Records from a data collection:
• • • • • • •

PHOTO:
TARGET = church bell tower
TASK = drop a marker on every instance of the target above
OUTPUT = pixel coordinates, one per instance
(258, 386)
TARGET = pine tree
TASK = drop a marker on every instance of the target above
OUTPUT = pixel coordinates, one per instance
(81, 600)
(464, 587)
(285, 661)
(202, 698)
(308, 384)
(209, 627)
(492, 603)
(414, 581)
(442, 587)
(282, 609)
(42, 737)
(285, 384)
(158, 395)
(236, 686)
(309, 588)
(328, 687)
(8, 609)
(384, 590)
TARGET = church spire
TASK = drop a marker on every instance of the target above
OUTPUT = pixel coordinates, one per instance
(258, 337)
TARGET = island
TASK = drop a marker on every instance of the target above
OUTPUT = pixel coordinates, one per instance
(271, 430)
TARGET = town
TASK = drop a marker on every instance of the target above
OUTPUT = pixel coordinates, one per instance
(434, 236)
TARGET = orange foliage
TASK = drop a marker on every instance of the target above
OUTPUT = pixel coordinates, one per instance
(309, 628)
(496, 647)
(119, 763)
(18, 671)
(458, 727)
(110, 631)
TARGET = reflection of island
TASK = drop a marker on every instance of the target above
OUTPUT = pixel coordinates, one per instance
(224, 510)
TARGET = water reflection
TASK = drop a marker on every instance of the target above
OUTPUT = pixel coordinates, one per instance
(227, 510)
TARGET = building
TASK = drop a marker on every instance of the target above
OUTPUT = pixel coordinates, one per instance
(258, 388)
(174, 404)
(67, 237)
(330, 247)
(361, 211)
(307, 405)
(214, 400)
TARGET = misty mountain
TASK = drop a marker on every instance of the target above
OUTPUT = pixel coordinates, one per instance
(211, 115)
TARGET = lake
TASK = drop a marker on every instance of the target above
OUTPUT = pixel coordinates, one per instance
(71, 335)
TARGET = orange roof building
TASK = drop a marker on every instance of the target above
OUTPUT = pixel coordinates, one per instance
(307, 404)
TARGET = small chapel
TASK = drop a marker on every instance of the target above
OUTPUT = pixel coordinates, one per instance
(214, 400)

• • • • • • •

Required task: Every record above should be copied exactly.

Written answer:
PHOTO:
TARGET = church bell tower
TASK = drop a marker on every instance of the target above
OUTPUT = pixel coordinates, one per instance
(258, 386)
TARGET = pine tree
TASK = drop a marker on every instance of the target above
OUTPUT = pixel coordinates, one per instance
(81, 600)
(464, 587)
(285, 661)
(202, 698)
(308, 384)
(209, 627)
(492, 603)
(414, 581)
(442, 587)
(282, 609)
(42, 737)
(285, 384)
(158, 395)
(236, 686)
(309, 588)
(328, 687)
(8, 609)
(384, 590)
TARGET = church spire
TASK = drop a marker on every instance of the target above
OUTPUT = pixel coordinates, one per instance
(258, 337)
TARGET = island
TASK = drop a marker on every instance of the target above
OUTPUT = pixel coordinates, one per instance
(271, 430)
TARGET = town
TASK = drop a marker on every instance of the target above
OUTPUT = pixel coordinates, one per instance
(434, 236)
TARGET = orange foliage
TASK = drop a marker on every instance of the target above
OUTPUT = pixel coordinates, one per instance
(309, 628)
(496, 647)
(119, 763)
(18, 671)
(458, 727)
(110, 631)
TARGET = reflection of island
TASK = drop a marker on every instance of the target above
OUTPUT = pixel coordinates, one per instance
(224, 510)
TARGET = water reflection
TASK = drop a marker on every instance of the target above
OUTPUT = pixel coordinates, one per instance
(227, 510)
TARGET = building
TASK = drop a marker on every instance of the target above
OUTPUT = pixel coordinates, one per instance
(258, 388)
(174, 404)
(67, 237)
(330, 247)
(361, 211)
(307, 405)
(214, 400)
TARGET = misty mountain
TASK = drop a marker on every instance of the target above
OUTPUT = pixel coordinates, one per instance
(211, 115)
TARGET = lake
TASK = drop a marker on every instance of the target above
OUTPUT = pixel coordinates, one per instance
(71, 335)
TARGET = orange roof building
TASK = drop a marker on every instance of the target above
OUTPUT = pixel coordinates, one per instance
(307, 404)
TARGET = small chapel
TASK = drop a marker on every instance of the target above
OUTPUT = pixel coordinates, one per instance
(214, 400)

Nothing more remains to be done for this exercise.